TEXT EXCERPT:
I held my breath waiting for the DiCaprio/Danes film version of my favorite play, and I adored it. (Hmm, do I hear the sounds of disgruntled Shakespearean snobs reaching for their mouses to delete this column? As they click off are the also wondering if mouse should be "mice" in this sentence?) Good. Now that they are all gone, let me let you in on one of the gems of Off-Broadway, a wonderful little play called The Bomb-itty of Errors. When I first heard about it, I looked up the Bomb-itty web site which included pictures and bios of the four young men in the cast. I surfed the site thinking, "Oh look, some pretty little white boys." What I didn't know then was damn, these pretty little white boys are amazing!
Based on Shakespeare's The Comedy of Errors, Bomb-itty could be retitled, "Knaves in the Hood." The entire show is done by the four young men playing all the parts and rapping and singing all the dialogue. The basic story involves two sets of twins born to parents who have had a "hard knock life." For some absurd reason, two of the twins are big and two of them are scrawny, and to further complicate the matter, they share only two names among the four of them. The small ones are named Dromio and the big ones are named Antipholus. Now, stay with me here...after the demise of their parents, the boys are separated, one small Dromio and one big Antipholus in a set, and they are raised in separate towns unaware of their other brothers's existence. Eventually they come together in a rush of mistaken identities and of course, mayhem ensues.

DIRECTIVES:
(1) From the review of The Bomb-itty of Errors, extract the stretch from "Based on Shakespeare's" through "course, mayhem ensues.", word for word.
(2) Continue the review of The Bomb-itty of Errors from the point where it stops.
The material below comes from a separate source and has no connection to the review.

MATERIAL PROVIDED:
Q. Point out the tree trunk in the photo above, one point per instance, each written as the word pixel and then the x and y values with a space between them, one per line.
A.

OUTPUTS FOR THE TASKS:
(1)
Based on Shakespeare's The Comedy of Errors, Bomb-itty could be retitled, "Knaves in the Hood." The entire show is done by the four young men playing all the parts and rapping and singing all the dialogue. The basic story involves two sets of twins born to parents who have had a "hard knock life." For some absurd reason, two of the twins are big and two of them are scrawny, and to further complicate the matter, they share only two names among the four of them. The small ones are named Dromio and the big ones are named Antipholus. Now, stay with me here...after the demise of their parents, the boys are separated, one small Dromio and one big Antipholus in a set, and they are raised in separate towns unaware of their other brothers's existence. Eventually they come together in a rush of mistaken identities and of course, mayhem ensues.

(2)
Now, keep in mind the rap format. It colors everything in a delightful way immediately. As soon as the doors open, those waiting in their seats are entertained by the (self described) "mad-catchy" original music being mixed in the upper, stage right booth by DJ "J.A.Q.," (Jeffrey Qaiyum). If you thought the twin thing was confusing, in addition to character names each of these guys has a rap name in addition to the ones on their birth certificates. Trying to figure out who is playing who from the playbill is an adventure almost as thrilling as the play itself. Sitting in the audience I looked around and realized that everyone from the grandmother on my right reading her playbill to the small pre-teen boys down front were unconsciously moving to the beats filling the room. The play started in total darkness where we heard just the sounds of the guys' voices, appropriately focusing our ears on the amazing jumble of words who's carefully constructed rhymes would make Gilbert and Sullivan stammer. One of the glories of this play is how the authors (yes, these boys wrote it too!) manage to interweave Shakespearean words like "rapscallion" and "pate" in with a whole bunch of street terms, for example coming up with a whole slew of "Thy Momma" jokes, as in, "Thy Momma is so fat..."
In addition to their roles as the twins, each actor (Jordan Allen-Dutton, Jason Catalano, Gregory J. Quaiyum, and Erik Weiner) also has at least three other roles, and of course, each ones goes in drag! Yes, these pretty little white boys get even prettier, and there is nothing like a pair or hairy legs peeking out from under a dress or a long blonde wig getting stuck on cheek stubble to get an audience rolling! Each character has their own voice, costume, and in most cases, accent! We have everyone from MC Hendelberg, (picture everyone in Crown Heights melded into one person) who greets others with "Shalomies to my homies," to Dr. Pinch, a Rastafarian who knows how plants can make people "happy." Throw in some hookers, a burnt, blonde bike messenger who cannot rhyme, a sweet but dumb sister-in-law, and even a few imaginary characters, and you have a delightful stew which must be sampled to be believed. In other plays it might be tempting to point out one actor or role, but in this show that is impossible. They work together in one seamless delight.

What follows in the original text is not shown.